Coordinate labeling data
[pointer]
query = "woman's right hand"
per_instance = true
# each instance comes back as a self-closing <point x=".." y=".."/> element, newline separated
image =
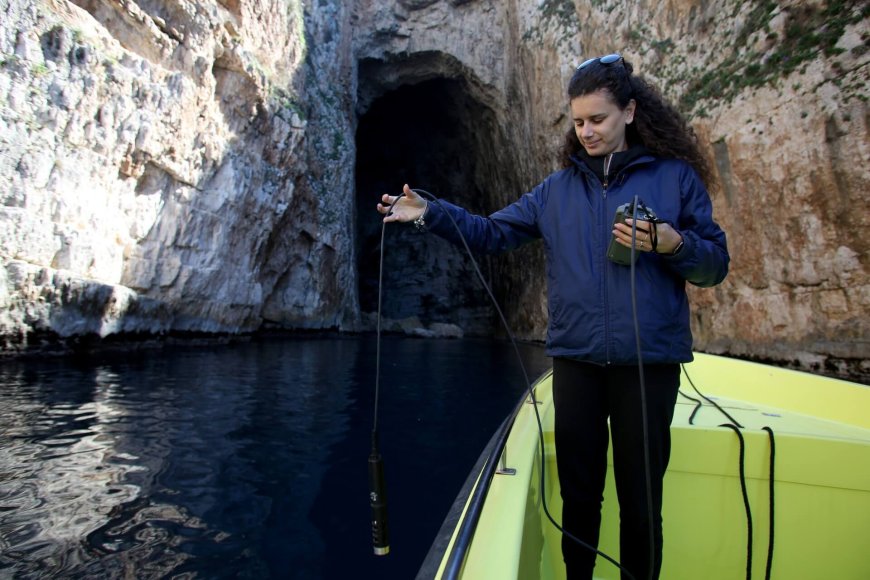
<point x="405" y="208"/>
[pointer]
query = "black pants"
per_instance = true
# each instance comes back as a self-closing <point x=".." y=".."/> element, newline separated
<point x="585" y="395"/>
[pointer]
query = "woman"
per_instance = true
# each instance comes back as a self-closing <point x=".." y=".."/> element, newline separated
--
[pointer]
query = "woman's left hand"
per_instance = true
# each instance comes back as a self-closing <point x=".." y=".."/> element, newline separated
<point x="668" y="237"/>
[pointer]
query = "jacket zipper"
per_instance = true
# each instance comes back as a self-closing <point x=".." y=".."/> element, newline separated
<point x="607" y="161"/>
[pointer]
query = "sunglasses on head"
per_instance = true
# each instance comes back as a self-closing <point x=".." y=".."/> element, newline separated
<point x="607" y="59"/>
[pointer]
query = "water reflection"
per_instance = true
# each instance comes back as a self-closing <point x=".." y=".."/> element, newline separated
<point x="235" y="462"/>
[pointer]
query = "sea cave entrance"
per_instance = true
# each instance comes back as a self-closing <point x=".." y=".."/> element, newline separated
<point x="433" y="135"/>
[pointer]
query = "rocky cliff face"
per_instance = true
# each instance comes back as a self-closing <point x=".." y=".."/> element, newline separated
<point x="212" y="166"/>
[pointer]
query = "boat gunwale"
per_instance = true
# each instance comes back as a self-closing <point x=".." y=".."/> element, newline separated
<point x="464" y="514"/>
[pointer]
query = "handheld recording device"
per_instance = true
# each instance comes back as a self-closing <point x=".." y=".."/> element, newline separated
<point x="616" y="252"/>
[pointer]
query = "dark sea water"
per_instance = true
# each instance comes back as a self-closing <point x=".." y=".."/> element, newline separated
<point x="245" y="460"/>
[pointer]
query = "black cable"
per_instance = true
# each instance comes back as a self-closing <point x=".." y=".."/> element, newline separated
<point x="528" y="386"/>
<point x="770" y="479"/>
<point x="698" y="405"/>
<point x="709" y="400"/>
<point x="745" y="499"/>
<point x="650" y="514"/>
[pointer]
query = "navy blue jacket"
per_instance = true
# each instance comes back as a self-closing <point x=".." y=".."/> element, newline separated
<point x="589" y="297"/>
...
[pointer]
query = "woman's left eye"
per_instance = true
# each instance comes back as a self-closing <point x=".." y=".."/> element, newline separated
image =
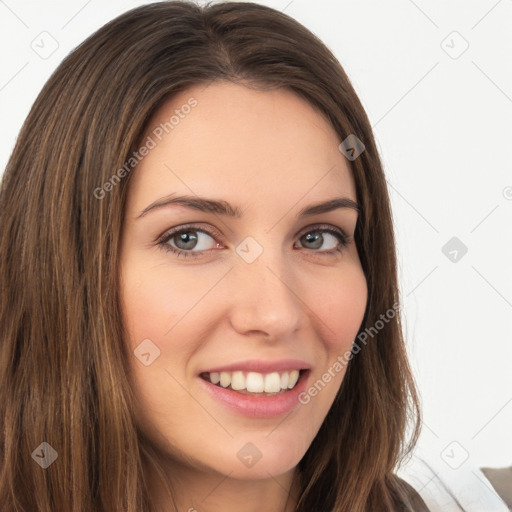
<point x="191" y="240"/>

SHORT TASK: Gather every line in the records that contains the string "black", treating uppercase and lowercase letters as distinct.

RESULT FOR THIS TASK:
query = "black pants"
query = "black cable"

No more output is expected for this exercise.